Problem statement
Extend the passage about Media Predict and forecasting media success, starting right after its final sentence.

Text shown
Columbia sociologist (and I'm happy to note future Yahoo) Duncan Watts
and his colleagues conducted an artful study - described eloquently in
the NY Times - asking just how much of media success reflects the true
quality of the product, and how much is due to the quirks of social
influence. In a series of carefully controlled experiments, the
authors tease apart two distinct factors in a song's ultimate success:
(1) the inherent quality of the song, or the degree people like the
song if presented it in isolation, and (2) dumb luck, or the extent
the song happens by chance to get some of the best early buzz,
snowballing it to the top of the charts in a self-fulfilling prophesy.
Lo and behold, they found that, while inherent quality does matter,
the luck of the draw plays at least as big a role in determining a
song's ultimate success.

If so, Big Media might be forgiven for their notoriously poor record
of picking winners. Over and over, BM hoists on us stinkers like Gigli
and stale knockoffs like Treasure Hunters. (In prediction lingo, these
are false positives.) At the same time, BM snubbed (at least
initially) some cultural institutions like Star Wars and Seinfeld.
(False negatives.)

So, are media executives making the best of a bad situation, eking out
as much signal as possible from an inherently noisy process? Or might
some other institution yield forecasts with fewer false-atives?

I think you know where this is going. Prediction markets for media!

Media Predict is exactly that: a new prediction market aimed at
forecasting media success. I'd like to congratulate founder Brent
Stinski on a spectacular launch done right. Media Predict sprinted out
of the gates with a deal with Simon & Schuster's Touchstone Books and
a companion piece in the NY Times, spawning coverage in The Economist
and NPR. (Also congrats to Inkling Markets, the "powered by"
provider.) More importantly, the website is clean, clear, complete
(enough), and ready for launch.

Data section
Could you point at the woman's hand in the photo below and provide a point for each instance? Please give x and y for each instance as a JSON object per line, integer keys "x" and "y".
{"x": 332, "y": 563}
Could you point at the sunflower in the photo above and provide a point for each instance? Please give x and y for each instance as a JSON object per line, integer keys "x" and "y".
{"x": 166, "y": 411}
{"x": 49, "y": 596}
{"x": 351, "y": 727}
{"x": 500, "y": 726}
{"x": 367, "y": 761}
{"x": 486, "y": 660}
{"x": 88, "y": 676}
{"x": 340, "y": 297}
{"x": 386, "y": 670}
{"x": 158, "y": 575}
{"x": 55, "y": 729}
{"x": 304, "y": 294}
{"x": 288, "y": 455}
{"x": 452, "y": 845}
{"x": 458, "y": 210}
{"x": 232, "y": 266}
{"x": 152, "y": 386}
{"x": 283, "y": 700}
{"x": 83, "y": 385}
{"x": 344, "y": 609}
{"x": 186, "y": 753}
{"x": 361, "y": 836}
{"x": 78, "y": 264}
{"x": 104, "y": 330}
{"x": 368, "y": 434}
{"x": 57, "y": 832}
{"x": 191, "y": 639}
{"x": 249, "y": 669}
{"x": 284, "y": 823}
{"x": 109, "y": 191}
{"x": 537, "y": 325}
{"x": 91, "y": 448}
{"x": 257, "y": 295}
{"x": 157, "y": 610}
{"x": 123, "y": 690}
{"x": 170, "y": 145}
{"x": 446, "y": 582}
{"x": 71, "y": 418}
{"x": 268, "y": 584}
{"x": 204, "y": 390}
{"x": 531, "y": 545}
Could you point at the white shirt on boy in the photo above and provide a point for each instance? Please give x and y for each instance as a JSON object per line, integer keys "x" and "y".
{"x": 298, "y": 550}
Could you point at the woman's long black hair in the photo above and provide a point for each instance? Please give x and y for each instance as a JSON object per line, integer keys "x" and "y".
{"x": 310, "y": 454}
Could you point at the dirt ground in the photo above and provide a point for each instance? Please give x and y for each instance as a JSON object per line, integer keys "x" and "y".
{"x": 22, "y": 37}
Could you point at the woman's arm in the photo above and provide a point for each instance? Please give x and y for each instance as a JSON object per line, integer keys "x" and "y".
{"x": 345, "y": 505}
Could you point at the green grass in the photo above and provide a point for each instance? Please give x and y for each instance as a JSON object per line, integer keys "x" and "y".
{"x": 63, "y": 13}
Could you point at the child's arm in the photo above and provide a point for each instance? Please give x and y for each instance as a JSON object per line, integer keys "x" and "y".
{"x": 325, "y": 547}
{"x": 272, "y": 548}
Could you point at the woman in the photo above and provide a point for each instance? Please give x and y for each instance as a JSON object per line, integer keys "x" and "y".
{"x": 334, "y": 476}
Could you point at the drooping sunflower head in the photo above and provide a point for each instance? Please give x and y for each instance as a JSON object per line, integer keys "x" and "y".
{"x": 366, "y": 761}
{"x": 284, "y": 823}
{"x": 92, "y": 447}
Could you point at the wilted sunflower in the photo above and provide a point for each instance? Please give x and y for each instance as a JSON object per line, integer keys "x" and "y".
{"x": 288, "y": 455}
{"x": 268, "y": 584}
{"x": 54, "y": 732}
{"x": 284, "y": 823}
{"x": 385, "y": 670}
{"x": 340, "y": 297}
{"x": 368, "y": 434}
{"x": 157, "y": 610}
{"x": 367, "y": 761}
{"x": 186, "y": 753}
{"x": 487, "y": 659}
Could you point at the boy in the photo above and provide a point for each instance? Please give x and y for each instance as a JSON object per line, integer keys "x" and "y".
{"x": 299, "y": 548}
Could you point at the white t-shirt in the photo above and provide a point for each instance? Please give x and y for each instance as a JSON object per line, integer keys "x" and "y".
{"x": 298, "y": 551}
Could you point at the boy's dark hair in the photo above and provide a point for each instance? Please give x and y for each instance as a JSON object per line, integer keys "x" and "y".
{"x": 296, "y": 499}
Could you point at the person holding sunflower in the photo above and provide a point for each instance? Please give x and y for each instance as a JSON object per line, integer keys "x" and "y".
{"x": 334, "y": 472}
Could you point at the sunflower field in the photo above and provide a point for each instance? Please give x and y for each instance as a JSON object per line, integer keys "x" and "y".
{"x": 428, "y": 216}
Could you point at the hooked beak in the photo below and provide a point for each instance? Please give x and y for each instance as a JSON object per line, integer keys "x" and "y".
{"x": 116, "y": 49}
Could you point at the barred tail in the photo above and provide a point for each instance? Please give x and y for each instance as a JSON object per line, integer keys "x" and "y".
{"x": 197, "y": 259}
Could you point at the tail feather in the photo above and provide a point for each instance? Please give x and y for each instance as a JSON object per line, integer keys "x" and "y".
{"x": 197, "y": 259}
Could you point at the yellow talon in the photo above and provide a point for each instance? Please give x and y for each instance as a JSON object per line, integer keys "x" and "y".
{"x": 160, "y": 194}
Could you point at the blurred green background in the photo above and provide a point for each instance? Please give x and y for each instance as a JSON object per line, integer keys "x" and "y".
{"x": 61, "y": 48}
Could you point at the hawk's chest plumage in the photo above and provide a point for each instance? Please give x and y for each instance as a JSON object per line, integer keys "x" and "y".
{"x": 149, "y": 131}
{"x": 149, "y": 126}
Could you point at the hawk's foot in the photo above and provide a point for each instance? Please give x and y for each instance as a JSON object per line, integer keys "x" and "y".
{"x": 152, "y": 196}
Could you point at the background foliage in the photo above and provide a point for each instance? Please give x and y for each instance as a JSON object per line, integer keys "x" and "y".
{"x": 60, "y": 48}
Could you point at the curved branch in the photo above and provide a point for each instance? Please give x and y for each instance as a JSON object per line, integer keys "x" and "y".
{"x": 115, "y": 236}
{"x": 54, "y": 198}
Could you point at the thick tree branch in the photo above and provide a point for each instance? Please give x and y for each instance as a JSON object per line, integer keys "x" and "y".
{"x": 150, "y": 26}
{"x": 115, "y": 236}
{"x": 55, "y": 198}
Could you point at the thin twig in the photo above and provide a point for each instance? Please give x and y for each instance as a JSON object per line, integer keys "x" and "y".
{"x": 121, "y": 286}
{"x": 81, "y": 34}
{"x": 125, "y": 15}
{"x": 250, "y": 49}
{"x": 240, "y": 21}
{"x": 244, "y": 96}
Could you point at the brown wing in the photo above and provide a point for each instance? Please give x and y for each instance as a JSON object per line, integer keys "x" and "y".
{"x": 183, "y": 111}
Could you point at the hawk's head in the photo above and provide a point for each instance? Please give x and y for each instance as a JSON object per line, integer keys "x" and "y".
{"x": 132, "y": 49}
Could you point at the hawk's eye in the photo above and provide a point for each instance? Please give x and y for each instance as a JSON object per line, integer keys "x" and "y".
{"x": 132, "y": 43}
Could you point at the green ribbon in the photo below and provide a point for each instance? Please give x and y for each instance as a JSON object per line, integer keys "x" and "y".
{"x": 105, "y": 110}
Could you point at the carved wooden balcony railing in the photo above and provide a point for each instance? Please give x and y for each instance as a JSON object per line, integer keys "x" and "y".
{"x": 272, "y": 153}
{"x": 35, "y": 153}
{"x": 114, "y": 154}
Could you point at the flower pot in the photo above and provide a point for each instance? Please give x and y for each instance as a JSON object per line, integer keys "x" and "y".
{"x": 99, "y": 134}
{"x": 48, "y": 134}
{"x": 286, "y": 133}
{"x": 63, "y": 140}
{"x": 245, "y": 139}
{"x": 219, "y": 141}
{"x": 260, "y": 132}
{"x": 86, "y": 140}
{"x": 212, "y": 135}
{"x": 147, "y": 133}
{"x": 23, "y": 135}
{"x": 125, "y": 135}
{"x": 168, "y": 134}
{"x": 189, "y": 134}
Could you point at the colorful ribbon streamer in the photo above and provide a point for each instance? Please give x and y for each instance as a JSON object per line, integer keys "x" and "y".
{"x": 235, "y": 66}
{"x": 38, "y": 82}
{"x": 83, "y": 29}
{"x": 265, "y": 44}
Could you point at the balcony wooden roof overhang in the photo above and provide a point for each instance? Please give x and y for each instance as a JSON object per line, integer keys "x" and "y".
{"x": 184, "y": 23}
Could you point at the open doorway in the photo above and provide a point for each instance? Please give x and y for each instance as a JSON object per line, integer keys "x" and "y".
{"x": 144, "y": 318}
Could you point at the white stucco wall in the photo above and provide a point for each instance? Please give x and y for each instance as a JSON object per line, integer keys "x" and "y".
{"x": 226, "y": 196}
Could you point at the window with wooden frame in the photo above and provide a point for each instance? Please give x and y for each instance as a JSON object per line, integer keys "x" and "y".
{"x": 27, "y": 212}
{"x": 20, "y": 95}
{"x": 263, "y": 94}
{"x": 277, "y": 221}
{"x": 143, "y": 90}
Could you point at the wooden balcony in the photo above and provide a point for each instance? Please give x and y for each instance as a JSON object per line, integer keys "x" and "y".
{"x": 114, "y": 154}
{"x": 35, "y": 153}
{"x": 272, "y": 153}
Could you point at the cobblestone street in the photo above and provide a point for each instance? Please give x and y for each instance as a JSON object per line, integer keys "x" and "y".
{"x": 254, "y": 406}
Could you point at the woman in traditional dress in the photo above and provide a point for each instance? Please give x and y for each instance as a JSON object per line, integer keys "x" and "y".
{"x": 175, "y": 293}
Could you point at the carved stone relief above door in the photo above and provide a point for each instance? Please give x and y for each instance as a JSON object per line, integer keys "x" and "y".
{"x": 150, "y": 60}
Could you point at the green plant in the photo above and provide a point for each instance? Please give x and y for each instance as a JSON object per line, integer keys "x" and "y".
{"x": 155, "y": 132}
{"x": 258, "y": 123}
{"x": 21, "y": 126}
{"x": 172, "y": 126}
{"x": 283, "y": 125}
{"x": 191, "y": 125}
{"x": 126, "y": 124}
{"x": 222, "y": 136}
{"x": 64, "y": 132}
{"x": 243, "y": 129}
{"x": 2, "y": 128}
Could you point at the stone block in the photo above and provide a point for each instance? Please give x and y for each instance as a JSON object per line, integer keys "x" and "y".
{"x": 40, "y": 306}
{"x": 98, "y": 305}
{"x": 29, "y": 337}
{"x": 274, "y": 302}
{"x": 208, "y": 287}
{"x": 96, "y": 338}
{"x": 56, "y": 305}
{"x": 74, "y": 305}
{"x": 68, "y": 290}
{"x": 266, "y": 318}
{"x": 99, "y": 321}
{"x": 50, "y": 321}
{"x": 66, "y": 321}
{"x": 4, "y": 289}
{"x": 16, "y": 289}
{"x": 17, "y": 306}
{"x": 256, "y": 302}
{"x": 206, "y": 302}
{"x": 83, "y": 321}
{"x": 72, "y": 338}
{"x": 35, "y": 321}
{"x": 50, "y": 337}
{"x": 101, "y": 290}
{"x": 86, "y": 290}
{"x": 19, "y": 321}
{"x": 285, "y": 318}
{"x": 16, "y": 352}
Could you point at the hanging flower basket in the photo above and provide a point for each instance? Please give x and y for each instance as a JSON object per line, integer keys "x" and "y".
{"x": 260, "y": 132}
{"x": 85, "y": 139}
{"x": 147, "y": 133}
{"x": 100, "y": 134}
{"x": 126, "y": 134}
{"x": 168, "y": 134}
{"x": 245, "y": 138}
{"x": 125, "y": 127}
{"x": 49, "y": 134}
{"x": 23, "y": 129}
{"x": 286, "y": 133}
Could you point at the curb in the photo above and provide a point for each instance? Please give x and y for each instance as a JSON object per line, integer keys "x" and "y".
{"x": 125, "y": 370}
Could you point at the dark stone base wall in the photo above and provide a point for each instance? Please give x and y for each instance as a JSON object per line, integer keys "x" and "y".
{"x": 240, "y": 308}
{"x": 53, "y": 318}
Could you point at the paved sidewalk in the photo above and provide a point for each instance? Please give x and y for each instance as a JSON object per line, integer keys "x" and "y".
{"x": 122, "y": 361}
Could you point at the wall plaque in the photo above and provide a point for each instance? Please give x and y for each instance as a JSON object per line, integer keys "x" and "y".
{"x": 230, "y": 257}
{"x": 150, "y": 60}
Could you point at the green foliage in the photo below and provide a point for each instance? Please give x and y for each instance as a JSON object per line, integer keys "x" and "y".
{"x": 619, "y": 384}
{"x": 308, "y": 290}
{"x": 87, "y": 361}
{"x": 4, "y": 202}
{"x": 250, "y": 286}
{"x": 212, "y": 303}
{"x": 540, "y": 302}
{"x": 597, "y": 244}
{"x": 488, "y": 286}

Solved exercise
I first met Brent Stinski in 2006 at Colabria's NYC Prediction Markets
Summit and his concept impressed me. Among the flury of recent play
money PM startups, Media Predict's business plan seems one of the most
credible. The site taps simultaneously into the wisdom of crowds
ethos, the user-generated content explosion, artists' anti-
establishment streak, and the public's ambivalence toward Big Media.
(The latter two factors are epitomized no more vehemently and
eloquently than in an essay by Courtney Love, and stoke the fires of
sites like Garage Band, Magnatune, Creative Commons, Lulu, Kinooga,
and even MySpace, not to mention mashup fever, open source, anti-DRM-
ism, etc.)

The New York publishing world is ridiculing Simon & Schuster for
ceding its editorial power to the crowd. (In fact, S&S reserves the
right to choose any book or none at all.)

Time will tell whether prediction markets can be better than (or at
least more cost effective than) traditional media executives. One
thing is for certain: one way or another, the power structure in the
publishing world is changing rapidly and dramatically (no one sees and
explains this better than Tim O'Reilly). My bet is that many artists
and consumers will emerge feeling better than ever.